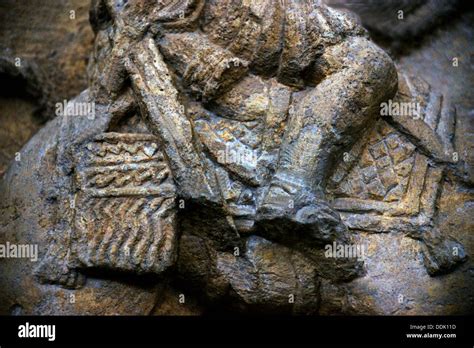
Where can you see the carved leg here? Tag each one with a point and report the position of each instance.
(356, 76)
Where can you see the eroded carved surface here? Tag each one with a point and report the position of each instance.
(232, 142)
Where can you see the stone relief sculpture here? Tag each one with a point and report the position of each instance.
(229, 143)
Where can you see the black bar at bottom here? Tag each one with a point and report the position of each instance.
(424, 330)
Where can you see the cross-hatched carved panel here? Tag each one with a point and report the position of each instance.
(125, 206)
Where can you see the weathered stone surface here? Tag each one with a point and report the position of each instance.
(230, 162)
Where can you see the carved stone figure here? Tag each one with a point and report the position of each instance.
* * *
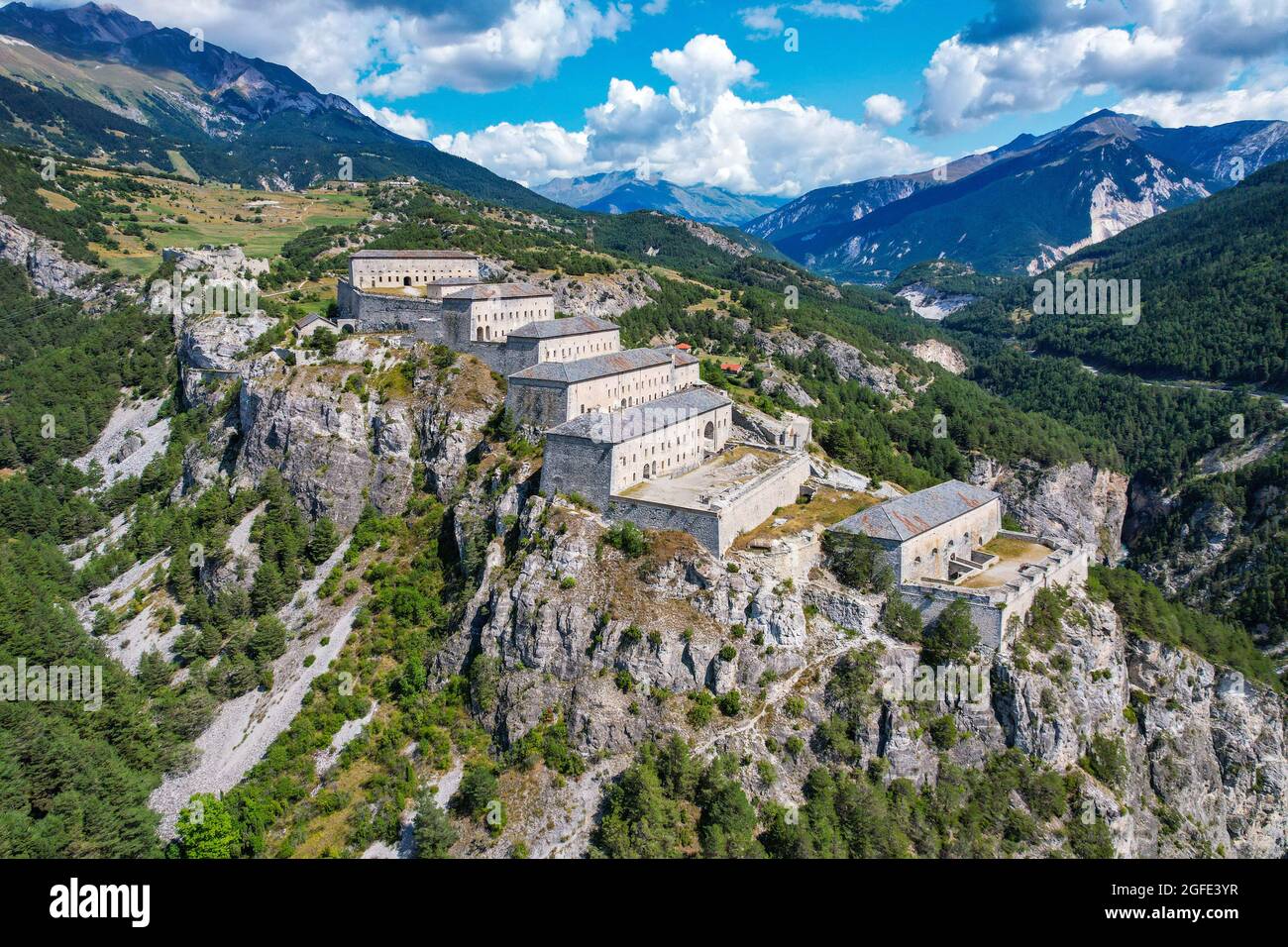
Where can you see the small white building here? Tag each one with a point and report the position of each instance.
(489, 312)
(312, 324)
==
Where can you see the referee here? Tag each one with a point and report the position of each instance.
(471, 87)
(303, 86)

#### Task requirements:
Find the line with "Where can you see the carved leg" in the material above. Reproduce it and each line after it up to and including the line with "Where can you see the carved stone".

#### Problem solution:
Where can you see the carved leg here? Tag each one with a point and report the position of each instance.
(356, 76)
Where can you see the eroded carved surface here? Tag each one with a point and report the position of each instance.
(232, 142)
Where can you see the stone relief sculpture here? Tag each one with a point and report the position of each instance.
(229, 143)
Where can you see the black bar at bottom here? Tag each one with a point and report the position of each instance.
(424, 330)
Where can you see the cross-hatched carved panel here? Tag each one with a point and report the position of each instance.
(125, 206)
Where can you see the weathered stone surface here? Tag each one with a point and report the position of each instance.
(230, 162)
Where can you see the carved stone figure here? Tag each one with a point and report the position of each instance.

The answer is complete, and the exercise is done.